§ **Material for this task**
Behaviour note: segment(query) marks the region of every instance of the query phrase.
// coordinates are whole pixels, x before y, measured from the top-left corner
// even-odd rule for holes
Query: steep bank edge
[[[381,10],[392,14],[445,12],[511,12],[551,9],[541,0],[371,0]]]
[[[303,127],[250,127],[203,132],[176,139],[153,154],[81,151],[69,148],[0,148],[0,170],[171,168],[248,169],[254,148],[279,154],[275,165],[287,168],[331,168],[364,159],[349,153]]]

§ **Given exercise**
Copy out everything from the beginning of the items down to the line containing "[[[381,10],[392,14],[445,12],[511,12],[551,9],[541,0],[371,0]]]", keeping that line too.

§ **Task solution**
Behaviour note: segment(query) marks the region of every instance of the query phrase.
// coordinates are whole pixels, x before y, measured from the top-left corner
// even-odd rule for holes
Query: steep bank edge
[[[381,10],[392,14],[445,12],[511,12],[551,9],[541,0],[371,0]]]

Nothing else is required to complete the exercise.